Instruction 1:
Please rewrite the passage on cheap TV pitches from "It seems content" to "them for fashion?", switching "six weeks" to "two months".

Passage to read:
********************
It seems content creators are running out of ideas to make cheap TV. It’s amazing what you can come up with when you lose your ethics! Here’s a few quick pitches:

How about a show about chubby rich women trying to drop weight by living in Ethiopia with a malnourished family for six weeks?

No?

Okay, everyone is interested in exercise and dieting – they don’t want to look big and bulky anymore. Seal jackets are so slimming. How about we do a photo shoot in a seal colony? Fat shame some seals and then club them for fashion?

Or what about Buying Byron – a show that gives viewers a glimpse into the most exclusive ‘A List’ properties in the country? A show that features spectacular beaches, and seaside glamour. ‘Beachside deals, tussles for premier property listings, feuds over negotiations as agents work to secure a piece of paradise for their prestige clients.’ 

Buying Byron is the new series coming to the Channel Nine network in 2022.

Oh my God. Have we become that shallow? It’s like wealth porn. Not even Marx could have predicted this capitalist low.

Offensive? Yes. Very. We are facing record homelessness. And somehow production companies feel this is legitimate and ethical programming. They call it the ‘sexiest real estate on Earth’. Because as we all know, there’s nothing sexier than homelessness.
********************
Instruction 2:
Select every line of the listing below that contains the string "antenna".

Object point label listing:
********************
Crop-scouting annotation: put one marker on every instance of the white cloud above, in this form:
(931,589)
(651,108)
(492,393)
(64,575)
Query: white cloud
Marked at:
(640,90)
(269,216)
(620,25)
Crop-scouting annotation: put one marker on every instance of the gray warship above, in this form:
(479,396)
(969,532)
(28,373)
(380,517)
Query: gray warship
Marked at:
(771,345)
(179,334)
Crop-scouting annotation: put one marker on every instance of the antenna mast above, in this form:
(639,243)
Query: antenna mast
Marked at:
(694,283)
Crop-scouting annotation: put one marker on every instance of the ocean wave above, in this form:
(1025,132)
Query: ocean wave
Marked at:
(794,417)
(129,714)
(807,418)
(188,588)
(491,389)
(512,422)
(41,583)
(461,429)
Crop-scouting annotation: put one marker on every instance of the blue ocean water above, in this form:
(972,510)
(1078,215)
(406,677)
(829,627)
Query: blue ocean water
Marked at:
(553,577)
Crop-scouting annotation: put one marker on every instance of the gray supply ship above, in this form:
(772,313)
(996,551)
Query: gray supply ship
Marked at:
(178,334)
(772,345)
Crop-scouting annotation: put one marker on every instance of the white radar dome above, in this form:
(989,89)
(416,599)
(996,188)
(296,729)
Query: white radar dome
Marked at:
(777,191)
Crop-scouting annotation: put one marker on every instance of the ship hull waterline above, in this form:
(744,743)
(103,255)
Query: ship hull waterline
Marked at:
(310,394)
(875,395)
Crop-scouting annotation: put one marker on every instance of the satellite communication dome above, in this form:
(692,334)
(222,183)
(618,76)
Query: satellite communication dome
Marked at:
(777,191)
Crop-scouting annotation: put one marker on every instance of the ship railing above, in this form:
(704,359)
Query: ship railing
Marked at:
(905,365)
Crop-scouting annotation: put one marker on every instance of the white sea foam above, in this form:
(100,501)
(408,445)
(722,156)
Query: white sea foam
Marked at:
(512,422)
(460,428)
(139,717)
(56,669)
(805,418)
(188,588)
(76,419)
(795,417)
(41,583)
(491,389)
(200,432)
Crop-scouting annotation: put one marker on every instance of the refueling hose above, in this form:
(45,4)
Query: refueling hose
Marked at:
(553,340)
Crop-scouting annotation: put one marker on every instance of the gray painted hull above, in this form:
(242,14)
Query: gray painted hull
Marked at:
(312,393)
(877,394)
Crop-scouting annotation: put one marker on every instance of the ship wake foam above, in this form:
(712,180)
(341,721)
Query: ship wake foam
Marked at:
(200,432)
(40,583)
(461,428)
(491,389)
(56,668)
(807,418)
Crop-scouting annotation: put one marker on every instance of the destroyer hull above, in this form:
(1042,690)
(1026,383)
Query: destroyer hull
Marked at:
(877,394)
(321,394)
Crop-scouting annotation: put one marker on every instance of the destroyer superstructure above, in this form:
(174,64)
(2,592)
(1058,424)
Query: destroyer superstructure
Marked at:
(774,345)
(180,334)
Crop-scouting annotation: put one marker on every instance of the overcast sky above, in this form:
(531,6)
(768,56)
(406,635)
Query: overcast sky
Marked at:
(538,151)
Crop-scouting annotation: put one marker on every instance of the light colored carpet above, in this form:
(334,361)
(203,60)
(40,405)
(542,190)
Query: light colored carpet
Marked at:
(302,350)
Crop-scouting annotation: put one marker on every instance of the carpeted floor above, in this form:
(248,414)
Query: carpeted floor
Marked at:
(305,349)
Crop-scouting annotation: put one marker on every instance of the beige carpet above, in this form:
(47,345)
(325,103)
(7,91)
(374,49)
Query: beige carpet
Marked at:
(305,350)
********************
Full output 1:
It seems content creators are running out of ideas to make cheap TV. It’s amazing what you can come up with when you lose your ethics! Here’s a few quick pitches:

How about a show about chubby rich women trying to drop weight by living in Ethiopia with a malnourished family for two months?

No?

Okay, everyone is interested in exercise and dieting – they don’t want to look big and bulky anymore. Seal jackets are so slimming. How about we do a photo shoot in a seal colony? Fat shame some seals and then club them for fashion?

Full output 2:
Crop-scouting annotation: put one marker on every instance of the antenna mast above, in this form:
Query: antenna mast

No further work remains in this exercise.